─── SUPPLIED DATA ───

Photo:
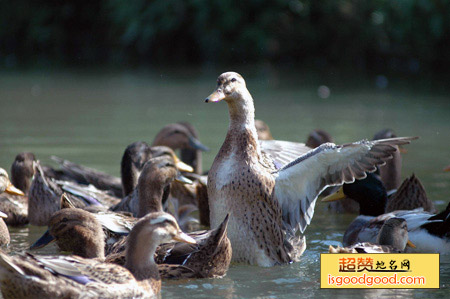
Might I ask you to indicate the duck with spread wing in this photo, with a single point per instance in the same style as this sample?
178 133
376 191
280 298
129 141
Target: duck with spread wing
271 194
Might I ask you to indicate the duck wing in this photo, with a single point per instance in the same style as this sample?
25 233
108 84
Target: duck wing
299 183
280 153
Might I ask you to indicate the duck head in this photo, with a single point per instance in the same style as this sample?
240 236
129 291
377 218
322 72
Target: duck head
230 87
146 235
154 183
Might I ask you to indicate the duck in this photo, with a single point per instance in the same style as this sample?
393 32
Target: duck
134 158
184 137
45 198
392 238
390 173
32 276
81 233
428 231
5 238
210 258
153 188
175 136
15 204
269 201
409 196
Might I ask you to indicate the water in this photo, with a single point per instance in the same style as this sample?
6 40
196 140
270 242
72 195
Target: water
90 117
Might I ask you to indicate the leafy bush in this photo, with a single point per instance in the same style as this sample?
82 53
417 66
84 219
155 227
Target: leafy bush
406 35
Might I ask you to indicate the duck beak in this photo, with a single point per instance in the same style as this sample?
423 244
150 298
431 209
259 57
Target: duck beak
195 143
43 241
335 196
13 190
410 244
181 165
215 97
182 237
182 179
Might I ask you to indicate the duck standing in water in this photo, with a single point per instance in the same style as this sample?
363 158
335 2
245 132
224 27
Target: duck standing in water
269 202
8 187
429 232
29 276
392 238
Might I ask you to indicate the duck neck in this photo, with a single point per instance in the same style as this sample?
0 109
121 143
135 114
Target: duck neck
150 198
242 135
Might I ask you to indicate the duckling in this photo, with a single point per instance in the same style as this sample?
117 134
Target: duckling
15 205
268 200
392 238
29 276
429 232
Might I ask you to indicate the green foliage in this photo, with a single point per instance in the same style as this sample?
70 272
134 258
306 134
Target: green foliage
407 35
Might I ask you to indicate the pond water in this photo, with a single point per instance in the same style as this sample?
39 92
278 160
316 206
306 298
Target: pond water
90 117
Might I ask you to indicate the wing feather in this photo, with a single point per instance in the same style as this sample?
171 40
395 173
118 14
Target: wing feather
299 182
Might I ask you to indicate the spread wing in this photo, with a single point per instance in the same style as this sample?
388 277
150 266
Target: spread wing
299 183
280 152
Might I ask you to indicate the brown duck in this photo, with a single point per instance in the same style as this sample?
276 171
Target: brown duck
29 276
15 206
79 232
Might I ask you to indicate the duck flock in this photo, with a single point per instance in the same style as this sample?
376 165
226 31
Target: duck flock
125 235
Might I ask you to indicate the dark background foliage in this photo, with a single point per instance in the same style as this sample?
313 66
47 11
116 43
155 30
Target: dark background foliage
400 35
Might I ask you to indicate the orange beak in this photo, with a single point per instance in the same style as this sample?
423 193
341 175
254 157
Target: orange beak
215 97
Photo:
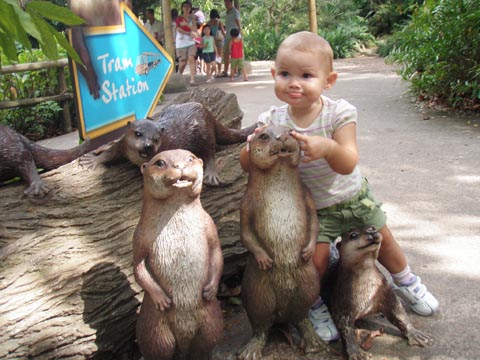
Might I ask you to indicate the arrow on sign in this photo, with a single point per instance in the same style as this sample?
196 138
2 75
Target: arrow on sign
132 70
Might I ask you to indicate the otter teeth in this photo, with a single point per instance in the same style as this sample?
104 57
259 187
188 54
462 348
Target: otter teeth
182 183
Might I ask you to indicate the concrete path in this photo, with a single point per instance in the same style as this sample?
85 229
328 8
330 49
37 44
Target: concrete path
425 167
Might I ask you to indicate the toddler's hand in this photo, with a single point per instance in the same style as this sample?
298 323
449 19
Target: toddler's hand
251 136
313 147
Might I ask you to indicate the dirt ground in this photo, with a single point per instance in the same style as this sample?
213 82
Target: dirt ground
424 165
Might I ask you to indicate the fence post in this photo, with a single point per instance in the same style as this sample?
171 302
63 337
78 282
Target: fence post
62 85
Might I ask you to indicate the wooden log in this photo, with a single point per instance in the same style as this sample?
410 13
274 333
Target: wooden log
66 280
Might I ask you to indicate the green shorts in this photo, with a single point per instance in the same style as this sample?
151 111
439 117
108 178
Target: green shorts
363 209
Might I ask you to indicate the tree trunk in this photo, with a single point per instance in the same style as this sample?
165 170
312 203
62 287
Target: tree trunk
66 280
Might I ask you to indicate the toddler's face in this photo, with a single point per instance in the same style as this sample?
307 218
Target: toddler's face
300 77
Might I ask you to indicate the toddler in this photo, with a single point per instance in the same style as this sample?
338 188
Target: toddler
326 129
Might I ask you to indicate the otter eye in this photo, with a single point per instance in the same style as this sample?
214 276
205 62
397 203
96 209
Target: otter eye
161 163
354 235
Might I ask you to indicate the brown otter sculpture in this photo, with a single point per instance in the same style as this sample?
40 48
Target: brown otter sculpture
279 227
188 126
21 157
361 289
178 261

───

EXERCISE DETAILS: Print all entries exactly. The images do not belong in the copy.

EXPECTED ANSWER:
Photo:
Might I ask you to indicate the duck with spread wing in this photo, with a single point per instance in the same style as this sample?
178 133
376 191
280 298
129 141
Target: duck with spread wing
271 194
Might I ask you to indicate the duck wing in this photo, with a single point per instance in the same style as this sample?
25 233
108 84
Target: duck wing
299 183
280 153
Might I ask you to indicate the duck head in this photo, with a single point per instance in the same style as this sample?
240 236
129 291
377 218
322 72
Target: duck head
230 87
146 235
154 183
Might I ask you to indicate the duck in this photo, with a single point per instance in the same style as this sample?
393 32
Target: duck
134 158
184 137
45 198
392 238
390 173
32 276
81 233
428 231
5 238
210 258
153 188
175 136
15 204
269 201
409 196
Might I ask you to indicate the water in this photo, with a single point per instance in the same style as this sample?
6 40
196 140
270 242
72 195
Target: water
90 117
Might I ask you to indicate the leafy bush in this photo, with a single point per instance in the same style as this sample?
82 53
417 66
84 219
155 227
Target: leafy bush
406 35
Might I ask you to indicate the duck beak in this photo, with a single point per instance in the same style as this sample?
423 244
150 298
431 209
259 57
Target: duck beak
195 143
43 241
335 196
13 190
410 244
181 165
215 97
182 237
182 179
Might I ask you to indicate the duck standing in water in this photo, with a single point per instance in the same style as this sample?
363 158
335 2
245 132
224 27
Target: duck standing in water
269 202
8 187
429 232
29 276
392 238
Might I ask you to indicate the duck neck in this photo, with a single point per instance in the same style as this sample?
0 109
121 143
135 114
Target: duck neck
150 198
242 135
Might I ask you to indicate the duckling in this photo, with a single point per instance in the same style as this sample?
117 134
Target: duckling
15 205
268 200
392 238
29 276
429 232
Might I ask you to indicate the green foliage in this photo, with a single point per instance in the same style as this sample?
70 272
134 258
306 134
Target: green foliage
407 35
Might I ask you to indicate the pond water in this photo, with a single point per instance in the same style as this sample?
39 92
278 160
316 206
306 298
Target: pond water
90 117
Might I ask you to indicate the wing feather in this photo, with a single point per instance in the same style as this sample?
171 40
395 173
118 14
Target: wing feather
299 182
Might I ask you to indicate the spread wing in this photo, with a single point per instance in the same style as this sample?
388 277
150 266
Target: spread wing
299 183
280 152
Might I ask you to indicate the brown duck in this photo, with a single point per instance in the same style as this sample?
276 171
Target: brown duck
29 276
15 206
79 232
Might I ask you to indicate the duck flock in this photo, with a single point per instance in the same style as this sample?
376 165
226 31
Target: duck flock
125 235
Might I ask you to indicate the dark background foliage in this photo, with a single point per instance in the same style as this sample?
313 66
47 11
116 43
155 30
Target: dark background foliage
400 35
Might I ask you to indicate the orange beak in this photo, with a single point per instance in the same style as this sample?
423 193
341 175
254 157
Target: orange beak
215 97
Photo:
Might I ask you to indicate the arrow on sign in this photo, with a single point per instance in the same style as this sample?
196 138
2 75
Target: arrow on sign
132 70
Might I ask you to indicate the otter teeth in this photo, with a single point per instance in the same style as this sample?
104 57
259 187
188 54
462 348
Target: otter teeth
182 183
Might I ask you to indicate the concrete path in this photo, with a single point per instance in the same style as this sample?
85 229
328 8
330 49
37 44
Target: concrete path
425 167
Might I ask you to indicate the toddler's hand in this photo, with a single point per instance in the same style as this sample?
298 323
449 19
Target: toddler's hand
251 136
313 147
Might I ask you to indicate the dirt ground in this photo, with a single point per instance in the same style as this sample?
213 82
Target: dirt ground
424 165
Might I ask you to indicate the fence post in this photo, with a single point per instance in the same style as this sample?
171 302
63 337
78 282
Target: fence post
62 85
Might I ask you to indicate the wooden log in this photo, with a single point per instance in the same style as this sample?
410 13
274 333
Target: wooden log
66 280
Might I ask you to indicate the green shorts in this photo, with a single point per instance in the same style as this sample?
151 111
439 117
108 178
Target: green shorts
363 209
Might I ask you to indicate the tree trunk in this photo, with a single point per instance in the same style as this sample?
165 170
312 203
62 287
Target: tree trunk
66 280
Might I ask you to indicate the toddler's face in this photo, with a single point per instance in the same style as this sample?
307 218
Target: toddler's face
300 77
Might I ask you to indicate the toddler in this photo, with a single point per instance in the same style as this sample?
338 188
Target: toddler
326 129
Might I ask you to indicate the otter eye in this photo, with a single point per instance in the same style as this sample?
214 276
205 62
397 203
96 209
Target: otter eye
161 163
354 235
Might I ask you to indicate the brown otter sculpture in this photo, with a single point per instance in the same style as this sample?
40 48
Target: brown otter sculpture
279 227
188 126
21 157
361 289
178 261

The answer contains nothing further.